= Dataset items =
== Segment start ==

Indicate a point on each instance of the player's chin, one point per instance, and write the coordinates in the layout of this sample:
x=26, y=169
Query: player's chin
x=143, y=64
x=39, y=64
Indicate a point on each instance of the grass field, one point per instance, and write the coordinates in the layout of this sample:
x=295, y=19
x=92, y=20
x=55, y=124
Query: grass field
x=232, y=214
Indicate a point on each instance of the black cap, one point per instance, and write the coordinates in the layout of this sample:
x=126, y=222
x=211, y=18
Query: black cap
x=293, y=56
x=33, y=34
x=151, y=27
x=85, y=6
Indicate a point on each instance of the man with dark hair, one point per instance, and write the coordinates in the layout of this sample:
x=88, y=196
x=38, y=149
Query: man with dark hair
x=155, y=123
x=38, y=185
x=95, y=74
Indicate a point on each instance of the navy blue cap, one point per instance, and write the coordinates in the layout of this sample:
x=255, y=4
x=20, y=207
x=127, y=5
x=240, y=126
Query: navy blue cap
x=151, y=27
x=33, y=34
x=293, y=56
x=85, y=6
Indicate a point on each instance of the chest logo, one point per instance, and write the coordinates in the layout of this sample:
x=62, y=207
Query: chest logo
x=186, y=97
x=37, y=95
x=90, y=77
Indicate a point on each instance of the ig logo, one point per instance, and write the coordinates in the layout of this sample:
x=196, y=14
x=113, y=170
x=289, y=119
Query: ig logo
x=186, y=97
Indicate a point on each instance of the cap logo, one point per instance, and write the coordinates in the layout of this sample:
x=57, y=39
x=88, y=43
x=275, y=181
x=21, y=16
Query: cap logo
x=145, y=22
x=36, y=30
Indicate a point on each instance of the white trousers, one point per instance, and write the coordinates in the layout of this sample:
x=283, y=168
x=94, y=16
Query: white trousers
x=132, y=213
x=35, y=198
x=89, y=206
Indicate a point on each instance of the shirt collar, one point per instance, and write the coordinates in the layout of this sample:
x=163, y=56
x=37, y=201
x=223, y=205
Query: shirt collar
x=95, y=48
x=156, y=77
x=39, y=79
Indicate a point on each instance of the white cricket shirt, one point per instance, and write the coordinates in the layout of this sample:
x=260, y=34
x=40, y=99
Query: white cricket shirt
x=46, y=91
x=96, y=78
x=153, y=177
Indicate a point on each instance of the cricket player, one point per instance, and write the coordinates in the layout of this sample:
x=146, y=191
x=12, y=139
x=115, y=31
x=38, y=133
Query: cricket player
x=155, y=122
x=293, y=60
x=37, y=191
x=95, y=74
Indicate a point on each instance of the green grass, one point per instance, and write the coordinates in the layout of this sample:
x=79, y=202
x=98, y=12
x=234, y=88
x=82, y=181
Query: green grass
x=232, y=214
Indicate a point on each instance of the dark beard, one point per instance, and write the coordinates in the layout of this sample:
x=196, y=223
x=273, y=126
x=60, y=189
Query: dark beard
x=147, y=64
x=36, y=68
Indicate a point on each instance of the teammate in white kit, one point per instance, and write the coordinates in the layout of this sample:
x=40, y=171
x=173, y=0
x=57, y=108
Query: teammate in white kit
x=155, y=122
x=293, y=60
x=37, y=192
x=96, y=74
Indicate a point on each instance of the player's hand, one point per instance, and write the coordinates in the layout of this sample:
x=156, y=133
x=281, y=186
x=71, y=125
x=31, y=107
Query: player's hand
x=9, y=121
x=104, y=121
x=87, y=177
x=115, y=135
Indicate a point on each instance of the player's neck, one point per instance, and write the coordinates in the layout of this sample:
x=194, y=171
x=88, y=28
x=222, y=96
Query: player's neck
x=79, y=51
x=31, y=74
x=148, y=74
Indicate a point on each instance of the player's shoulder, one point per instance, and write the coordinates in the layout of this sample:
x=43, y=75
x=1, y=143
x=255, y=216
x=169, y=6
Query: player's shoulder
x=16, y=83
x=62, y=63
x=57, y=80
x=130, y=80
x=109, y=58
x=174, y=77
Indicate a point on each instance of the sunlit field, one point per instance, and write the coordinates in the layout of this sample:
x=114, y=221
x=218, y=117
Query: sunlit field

== Segment end ==

Reply with one number, the count of lines in the entries that hold the string "sunlit".

= The completed task =
2